**Required tasks:**
1) Please answer these from the Mahakuta pillar passage:
(a) How many lines does the inscription have, and in what language and script?
(b) How far from the cave temples of Badami is the site, and in which direction?
(c) Where is the pillar housed now?
2) In the Mahakuta pillar passage, reproduce the stretch from "The Mahakuta pillar" through "father Pulakeshin I." word for word.

**Passage for review:**

The Mahakuta pillar (ಮಹಾಕೂಟ ಸ್ತಂಭ), also known as the Makuta pillar, Magada stambha or Mangalesa Dharma Jayastambha, is a deep red sandstone pillar with an early 7th-century inscription of Early Western Chalukya era. It was found near Mahakuta group of Hindu temples near Badami, Karnataka, India. Inscribed with 16 lines of Sanskrit in Old Kannada script by king Mangalesha, it is an important and partly disputed source of historic information about the times of Badami Chalukya, the dynasty, and his influential father Pulakeshin I.

==Location==
The pillar was found in the 19th-century lying on the ground near the ruins of Mahakutesvara temple, one of the 7th-century group of temples at the Mahakuta natural springs (Bagalkot district). The site is about 5 km east from the historic cave temples of Badami. Its significance was re-discovered by colonial era archaeologists and scholars in the 1880s. The pillar was moved to Bijapur about 1920, and is now housed in the Archaeological Museum, Vijayapura.

**Records supplied:**
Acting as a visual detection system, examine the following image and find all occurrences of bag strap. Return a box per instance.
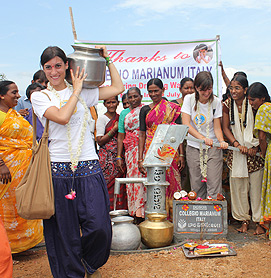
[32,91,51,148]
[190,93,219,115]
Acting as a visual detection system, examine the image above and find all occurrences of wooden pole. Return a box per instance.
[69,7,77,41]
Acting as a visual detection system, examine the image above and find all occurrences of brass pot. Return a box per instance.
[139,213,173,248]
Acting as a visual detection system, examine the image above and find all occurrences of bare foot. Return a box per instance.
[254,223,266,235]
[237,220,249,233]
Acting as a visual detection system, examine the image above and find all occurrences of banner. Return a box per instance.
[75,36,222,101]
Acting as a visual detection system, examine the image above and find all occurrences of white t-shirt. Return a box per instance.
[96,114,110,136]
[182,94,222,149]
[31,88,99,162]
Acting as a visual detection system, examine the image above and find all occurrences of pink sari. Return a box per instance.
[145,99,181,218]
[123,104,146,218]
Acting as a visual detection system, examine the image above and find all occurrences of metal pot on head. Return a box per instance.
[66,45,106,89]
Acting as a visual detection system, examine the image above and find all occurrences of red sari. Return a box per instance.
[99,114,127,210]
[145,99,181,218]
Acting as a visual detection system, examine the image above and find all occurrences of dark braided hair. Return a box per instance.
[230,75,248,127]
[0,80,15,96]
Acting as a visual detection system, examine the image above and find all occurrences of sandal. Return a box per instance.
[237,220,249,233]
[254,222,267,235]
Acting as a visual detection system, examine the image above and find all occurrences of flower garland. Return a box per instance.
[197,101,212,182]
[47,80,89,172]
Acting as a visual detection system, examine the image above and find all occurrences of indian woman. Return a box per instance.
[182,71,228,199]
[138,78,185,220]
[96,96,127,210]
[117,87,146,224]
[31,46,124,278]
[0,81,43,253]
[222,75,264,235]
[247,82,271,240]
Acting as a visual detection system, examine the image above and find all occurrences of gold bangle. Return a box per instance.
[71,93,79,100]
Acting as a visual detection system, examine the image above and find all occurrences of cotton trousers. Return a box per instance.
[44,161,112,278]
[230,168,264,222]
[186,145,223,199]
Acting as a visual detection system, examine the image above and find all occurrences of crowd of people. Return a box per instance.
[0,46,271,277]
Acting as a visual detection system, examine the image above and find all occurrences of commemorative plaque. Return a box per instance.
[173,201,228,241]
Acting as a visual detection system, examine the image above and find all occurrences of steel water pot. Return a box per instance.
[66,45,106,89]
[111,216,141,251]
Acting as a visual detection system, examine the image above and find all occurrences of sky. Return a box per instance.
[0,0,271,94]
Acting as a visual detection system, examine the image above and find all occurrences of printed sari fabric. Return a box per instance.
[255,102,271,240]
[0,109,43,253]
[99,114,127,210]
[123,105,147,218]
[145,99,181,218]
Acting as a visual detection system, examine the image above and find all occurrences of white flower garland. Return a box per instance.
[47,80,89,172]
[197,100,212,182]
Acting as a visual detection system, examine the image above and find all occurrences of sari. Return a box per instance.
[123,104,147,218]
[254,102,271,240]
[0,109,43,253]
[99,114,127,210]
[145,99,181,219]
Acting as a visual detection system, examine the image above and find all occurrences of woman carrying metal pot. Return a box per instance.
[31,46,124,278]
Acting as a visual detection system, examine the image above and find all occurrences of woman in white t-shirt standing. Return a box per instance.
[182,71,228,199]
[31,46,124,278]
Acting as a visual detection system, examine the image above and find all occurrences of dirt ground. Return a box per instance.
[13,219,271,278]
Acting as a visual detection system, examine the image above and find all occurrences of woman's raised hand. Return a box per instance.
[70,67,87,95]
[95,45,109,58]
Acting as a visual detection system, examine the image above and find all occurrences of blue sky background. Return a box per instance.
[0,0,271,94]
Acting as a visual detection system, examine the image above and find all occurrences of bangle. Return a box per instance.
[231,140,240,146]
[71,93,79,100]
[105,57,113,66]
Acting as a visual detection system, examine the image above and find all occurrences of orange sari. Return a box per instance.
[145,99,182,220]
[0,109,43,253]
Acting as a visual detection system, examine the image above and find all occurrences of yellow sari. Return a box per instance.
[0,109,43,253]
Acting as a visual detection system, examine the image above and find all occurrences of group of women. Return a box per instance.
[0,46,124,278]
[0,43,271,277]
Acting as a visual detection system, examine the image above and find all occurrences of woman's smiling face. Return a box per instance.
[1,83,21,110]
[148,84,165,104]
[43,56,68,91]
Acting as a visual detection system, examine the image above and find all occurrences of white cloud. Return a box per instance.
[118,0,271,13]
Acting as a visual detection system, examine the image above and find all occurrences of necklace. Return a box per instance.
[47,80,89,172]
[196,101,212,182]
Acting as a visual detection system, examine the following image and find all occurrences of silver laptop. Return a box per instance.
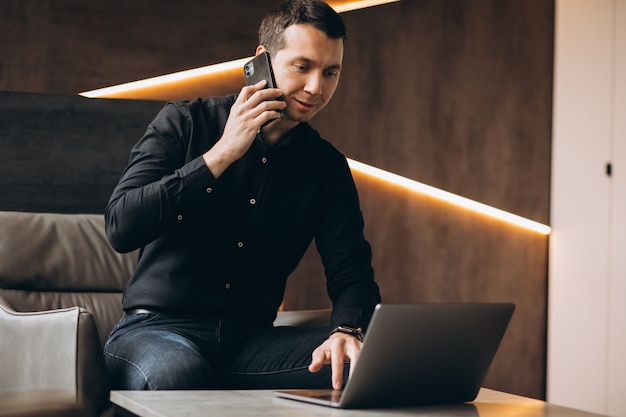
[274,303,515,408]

**Answers to each task:**
1)
(a) 16 lines of Sanskrit in Old Kannada script.
(b) About 5 km east.
(c) In the Archaeological Museum, Vijayapura.

2)
The Mahakuta pillar (ಮಹಾಕೂಟ ಸ್ತಂಭ), also known as the Makuta pillar, Magada stambha or Mangalesa Dharma Jayastambha, is a deep red sandstone pillar with an early 7th-century inscription of Early Western Chalukya era. It was found near Mahakuta group of Hindu temples near Badami, Karnataka, India. Inscribed with 16 lines of Sanskrit in Old Kannada script by king Mangalesha, it is an important and partly disputed source of historic information about the times of Badami Chalukya, the dynasty, and his influential father Pulakeshin I.